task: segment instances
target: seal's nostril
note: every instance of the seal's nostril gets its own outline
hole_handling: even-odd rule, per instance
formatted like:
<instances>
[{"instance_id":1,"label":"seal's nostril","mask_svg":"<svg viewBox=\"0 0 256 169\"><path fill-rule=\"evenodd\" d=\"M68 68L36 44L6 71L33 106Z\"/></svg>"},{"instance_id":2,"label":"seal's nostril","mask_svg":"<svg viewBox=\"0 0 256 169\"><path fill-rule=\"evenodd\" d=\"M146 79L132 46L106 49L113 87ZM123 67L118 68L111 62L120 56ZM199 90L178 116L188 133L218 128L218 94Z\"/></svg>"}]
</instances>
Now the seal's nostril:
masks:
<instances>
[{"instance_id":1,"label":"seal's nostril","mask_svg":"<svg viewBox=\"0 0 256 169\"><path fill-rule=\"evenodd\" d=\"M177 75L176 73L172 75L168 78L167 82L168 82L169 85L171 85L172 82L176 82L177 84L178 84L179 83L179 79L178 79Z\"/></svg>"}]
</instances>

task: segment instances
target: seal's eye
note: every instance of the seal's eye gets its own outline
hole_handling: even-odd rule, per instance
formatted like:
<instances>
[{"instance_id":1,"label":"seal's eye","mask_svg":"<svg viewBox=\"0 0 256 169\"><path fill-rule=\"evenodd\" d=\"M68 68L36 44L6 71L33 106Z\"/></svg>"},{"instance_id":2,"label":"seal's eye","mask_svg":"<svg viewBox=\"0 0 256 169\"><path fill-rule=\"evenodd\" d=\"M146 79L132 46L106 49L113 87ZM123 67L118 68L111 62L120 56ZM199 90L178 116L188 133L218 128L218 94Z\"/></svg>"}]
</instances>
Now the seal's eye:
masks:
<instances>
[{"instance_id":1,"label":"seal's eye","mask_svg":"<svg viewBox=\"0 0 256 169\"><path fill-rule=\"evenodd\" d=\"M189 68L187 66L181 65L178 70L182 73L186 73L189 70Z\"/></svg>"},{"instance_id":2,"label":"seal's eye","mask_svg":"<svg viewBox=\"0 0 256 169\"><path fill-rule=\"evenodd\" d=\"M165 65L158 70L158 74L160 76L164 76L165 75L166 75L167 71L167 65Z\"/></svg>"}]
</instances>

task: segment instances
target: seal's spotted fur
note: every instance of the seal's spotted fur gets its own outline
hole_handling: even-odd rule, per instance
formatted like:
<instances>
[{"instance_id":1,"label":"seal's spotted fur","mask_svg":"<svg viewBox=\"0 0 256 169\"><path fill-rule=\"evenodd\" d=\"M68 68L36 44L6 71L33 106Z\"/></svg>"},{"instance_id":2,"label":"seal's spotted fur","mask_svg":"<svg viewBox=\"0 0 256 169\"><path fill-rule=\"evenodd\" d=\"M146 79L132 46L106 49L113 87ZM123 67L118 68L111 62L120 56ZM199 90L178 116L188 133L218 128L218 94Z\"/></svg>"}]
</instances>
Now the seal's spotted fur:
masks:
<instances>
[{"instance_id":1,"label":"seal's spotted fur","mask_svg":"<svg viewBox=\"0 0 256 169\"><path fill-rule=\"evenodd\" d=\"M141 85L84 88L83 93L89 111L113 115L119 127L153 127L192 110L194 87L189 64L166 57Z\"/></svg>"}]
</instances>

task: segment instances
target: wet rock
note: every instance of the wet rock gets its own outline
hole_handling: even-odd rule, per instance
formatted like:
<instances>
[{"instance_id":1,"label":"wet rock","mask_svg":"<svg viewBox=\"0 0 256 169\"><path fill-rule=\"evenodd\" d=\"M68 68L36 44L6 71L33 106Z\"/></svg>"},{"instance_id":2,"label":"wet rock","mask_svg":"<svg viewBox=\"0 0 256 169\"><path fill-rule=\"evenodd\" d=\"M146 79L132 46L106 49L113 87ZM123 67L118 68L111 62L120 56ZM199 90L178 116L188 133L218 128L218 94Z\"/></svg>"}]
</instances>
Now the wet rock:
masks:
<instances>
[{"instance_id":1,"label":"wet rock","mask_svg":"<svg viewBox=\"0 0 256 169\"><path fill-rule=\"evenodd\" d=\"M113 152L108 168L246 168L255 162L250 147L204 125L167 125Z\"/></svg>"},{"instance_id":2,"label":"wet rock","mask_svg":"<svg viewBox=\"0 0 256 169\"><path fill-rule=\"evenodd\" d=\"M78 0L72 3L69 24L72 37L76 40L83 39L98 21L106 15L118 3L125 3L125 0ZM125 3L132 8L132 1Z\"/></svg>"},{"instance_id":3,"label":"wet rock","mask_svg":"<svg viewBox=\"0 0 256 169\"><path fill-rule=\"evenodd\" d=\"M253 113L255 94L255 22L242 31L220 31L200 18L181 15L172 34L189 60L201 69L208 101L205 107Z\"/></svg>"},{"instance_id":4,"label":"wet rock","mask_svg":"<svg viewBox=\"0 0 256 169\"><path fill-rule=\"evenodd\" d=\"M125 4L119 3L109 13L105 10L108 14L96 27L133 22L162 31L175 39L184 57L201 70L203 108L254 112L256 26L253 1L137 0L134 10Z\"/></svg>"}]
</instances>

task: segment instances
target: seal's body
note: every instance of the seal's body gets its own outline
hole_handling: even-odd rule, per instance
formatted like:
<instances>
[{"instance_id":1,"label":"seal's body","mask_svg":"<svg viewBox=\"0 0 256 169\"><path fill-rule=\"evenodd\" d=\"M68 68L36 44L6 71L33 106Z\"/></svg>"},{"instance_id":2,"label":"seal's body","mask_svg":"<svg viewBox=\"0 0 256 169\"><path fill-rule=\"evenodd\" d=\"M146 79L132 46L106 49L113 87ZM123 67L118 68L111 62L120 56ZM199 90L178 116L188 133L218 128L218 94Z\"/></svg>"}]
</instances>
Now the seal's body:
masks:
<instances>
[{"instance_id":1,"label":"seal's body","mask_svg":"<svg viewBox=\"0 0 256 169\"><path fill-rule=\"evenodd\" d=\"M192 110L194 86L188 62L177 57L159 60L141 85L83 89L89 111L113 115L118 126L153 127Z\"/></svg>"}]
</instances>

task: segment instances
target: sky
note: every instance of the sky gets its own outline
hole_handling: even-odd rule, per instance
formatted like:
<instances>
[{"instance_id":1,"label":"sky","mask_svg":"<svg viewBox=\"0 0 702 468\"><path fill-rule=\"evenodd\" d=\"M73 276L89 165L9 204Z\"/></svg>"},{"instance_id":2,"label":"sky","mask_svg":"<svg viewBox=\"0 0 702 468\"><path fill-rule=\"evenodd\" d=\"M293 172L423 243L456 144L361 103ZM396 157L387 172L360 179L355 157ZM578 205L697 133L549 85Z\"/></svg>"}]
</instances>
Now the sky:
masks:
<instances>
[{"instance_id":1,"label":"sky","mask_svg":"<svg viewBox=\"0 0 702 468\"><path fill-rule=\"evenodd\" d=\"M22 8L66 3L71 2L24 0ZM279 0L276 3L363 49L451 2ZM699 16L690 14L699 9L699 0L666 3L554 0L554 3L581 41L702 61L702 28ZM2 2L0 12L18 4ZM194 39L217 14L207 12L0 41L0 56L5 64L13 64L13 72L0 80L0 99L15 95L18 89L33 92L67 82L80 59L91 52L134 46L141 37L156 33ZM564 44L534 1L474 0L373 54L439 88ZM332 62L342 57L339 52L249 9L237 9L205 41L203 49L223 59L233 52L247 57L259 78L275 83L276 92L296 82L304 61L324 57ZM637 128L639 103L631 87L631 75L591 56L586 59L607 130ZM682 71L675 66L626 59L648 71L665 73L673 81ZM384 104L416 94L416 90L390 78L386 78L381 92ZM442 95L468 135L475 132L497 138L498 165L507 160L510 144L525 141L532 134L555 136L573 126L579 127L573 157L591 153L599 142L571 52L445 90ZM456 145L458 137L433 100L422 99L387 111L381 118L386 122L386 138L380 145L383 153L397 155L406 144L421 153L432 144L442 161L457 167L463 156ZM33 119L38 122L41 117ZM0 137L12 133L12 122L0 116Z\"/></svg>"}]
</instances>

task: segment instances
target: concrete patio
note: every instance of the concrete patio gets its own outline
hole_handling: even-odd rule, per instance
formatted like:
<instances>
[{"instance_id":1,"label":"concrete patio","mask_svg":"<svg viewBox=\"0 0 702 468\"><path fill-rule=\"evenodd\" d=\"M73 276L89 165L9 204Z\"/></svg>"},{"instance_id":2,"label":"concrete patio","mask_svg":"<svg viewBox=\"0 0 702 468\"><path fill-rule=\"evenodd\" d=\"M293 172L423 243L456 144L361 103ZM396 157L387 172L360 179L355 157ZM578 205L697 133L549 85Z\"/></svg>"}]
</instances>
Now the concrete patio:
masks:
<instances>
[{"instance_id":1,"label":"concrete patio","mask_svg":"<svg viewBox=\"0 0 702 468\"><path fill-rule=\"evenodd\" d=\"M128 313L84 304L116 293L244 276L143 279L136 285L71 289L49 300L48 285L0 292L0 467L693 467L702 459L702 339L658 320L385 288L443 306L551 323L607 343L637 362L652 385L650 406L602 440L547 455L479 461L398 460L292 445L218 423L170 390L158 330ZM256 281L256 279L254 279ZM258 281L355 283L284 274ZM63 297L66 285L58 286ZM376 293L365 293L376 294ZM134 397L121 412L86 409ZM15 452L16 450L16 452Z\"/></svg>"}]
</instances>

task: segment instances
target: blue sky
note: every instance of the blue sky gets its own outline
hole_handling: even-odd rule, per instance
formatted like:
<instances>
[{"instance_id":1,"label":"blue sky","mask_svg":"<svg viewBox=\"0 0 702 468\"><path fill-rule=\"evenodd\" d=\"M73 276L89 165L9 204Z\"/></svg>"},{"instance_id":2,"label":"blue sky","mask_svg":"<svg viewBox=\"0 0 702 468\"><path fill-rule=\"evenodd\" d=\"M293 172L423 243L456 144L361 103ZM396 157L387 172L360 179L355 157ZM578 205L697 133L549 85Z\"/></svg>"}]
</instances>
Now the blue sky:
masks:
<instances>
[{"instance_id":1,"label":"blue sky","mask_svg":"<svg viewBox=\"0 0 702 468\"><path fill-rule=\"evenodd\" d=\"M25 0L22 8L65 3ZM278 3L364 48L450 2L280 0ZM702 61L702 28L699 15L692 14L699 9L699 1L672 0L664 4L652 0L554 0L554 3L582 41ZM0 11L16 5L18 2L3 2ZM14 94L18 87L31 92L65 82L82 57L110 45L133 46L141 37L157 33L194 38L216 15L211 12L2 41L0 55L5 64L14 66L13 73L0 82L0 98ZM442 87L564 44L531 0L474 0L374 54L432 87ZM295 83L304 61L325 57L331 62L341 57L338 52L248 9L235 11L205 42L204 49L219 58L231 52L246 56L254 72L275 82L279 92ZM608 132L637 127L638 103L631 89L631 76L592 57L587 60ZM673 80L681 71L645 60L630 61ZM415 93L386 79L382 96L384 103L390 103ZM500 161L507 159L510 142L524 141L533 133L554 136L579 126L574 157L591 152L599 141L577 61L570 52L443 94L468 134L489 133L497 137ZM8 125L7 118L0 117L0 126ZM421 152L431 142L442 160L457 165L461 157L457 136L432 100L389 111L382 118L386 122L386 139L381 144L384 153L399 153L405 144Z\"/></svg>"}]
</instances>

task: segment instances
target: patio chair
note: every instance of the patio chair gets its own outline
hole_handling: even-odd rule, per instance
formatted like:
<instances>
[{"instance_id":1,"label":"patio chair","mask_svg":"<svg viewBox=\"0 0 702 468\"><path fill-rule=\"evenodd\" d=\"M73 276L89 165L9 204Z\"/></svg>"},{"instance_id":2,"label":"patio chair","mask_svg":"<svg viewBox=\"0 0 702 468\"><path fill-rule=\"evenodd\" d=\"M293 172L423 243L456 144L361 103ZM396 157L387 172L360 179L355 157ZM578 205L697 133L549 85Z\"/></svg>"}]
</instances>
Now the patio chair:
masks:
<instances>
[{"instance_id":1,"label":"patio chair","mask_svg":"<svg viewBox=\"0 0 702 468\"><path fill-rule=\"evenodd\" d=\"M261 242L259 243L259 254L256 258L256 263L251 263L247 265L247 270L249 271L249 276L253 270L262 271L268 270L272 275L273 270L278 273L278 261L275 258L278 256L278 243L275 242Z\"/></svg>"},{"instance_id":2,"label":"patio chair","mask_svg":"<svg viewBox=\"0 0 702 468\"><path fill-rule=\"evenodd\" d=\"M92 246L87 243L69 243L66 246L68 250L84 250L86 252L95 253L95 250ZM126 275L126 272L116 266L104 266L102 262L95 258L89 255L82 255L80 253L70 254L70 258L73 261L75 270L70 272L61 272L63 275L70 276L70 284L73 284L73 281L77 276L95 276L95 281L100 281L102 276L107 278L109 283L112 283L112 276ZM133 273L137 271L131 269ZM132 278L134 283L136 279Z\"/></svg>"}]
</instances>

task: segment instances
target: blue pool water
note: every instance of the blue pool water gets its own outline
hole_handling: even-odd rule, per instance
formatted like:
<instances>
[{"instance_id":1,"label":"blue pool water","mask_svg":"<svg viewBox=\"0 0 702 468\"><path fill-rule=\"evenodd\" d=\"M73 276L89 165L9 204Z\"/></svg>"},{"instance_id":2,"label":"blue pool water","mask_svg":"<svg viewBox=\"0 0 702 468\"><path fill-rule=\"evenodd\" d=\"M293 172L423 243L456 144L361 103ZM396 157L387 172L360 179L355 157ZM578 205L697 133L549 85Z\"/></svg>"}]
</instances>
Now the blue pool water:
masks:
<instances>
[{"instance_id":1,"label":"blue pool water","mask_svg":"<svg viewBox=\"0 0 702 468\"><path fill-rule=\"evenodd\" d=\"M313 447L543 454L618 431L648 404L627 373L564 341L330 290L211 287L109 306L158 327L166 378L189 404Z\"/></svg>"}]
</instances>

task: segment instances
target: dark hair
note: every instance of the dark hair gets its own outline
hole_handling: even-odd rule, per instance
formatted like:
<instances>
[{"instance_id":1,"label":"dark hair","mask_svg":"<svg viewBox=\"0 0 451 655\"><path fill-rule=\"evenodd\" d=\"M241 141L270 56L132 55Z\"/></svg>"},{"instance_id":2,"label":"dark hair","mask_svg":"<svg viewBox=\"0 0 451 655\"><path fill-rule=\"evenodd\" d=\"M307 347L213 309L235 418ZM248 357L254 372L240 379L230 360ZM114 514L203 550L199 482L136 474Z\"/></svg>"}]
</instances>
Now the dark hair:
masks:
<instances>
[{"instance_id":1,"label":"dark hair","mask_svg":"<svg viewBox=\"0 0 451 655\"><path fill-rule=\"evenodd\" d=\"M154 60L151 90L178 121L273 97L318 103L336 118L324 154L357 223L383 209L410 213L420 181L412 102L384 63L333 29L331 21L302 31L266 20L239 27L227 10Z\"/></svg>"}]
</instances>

◇ ◇ ◇

Locate and copy every line of the rows above that contains the word "pool". Case counts.

-- Task solution --
target: blue pool water
note: every instance of the blue pool water gets its own outline
[{"instance_id":1,"label":"blue pool water","mask_svg":"<svg viewBox=\"0 0 702 468\"><path fill-rule=\"evenodd\" d=\"M73 276L89 165L9 204Z\"/></svg>"},{"instance_id":2,"label":"blue pool water","mask_svg":"<svg viewBox=\"0 0 702 468\"><path fill-rule=\"evenodd\" d=\"M293 172L423 243L456 144L361 103ZM396 157L387 172L360 179L355 157ZM578 205L697 133L549 85Z\"/></svg>"}]
Now the blue pool water:
[{"instance_id":1,"label":"blue pool water","mask_svg":"<svg viewBox=\"0 0 702 468\"><path fill-rule=\"evenodd\" d=\"M313 447L543 454L618 431L648 404L627 373L564 341L330 290L211 287L109 306L158 327L166 378L189 404Z\"/></svg>"}]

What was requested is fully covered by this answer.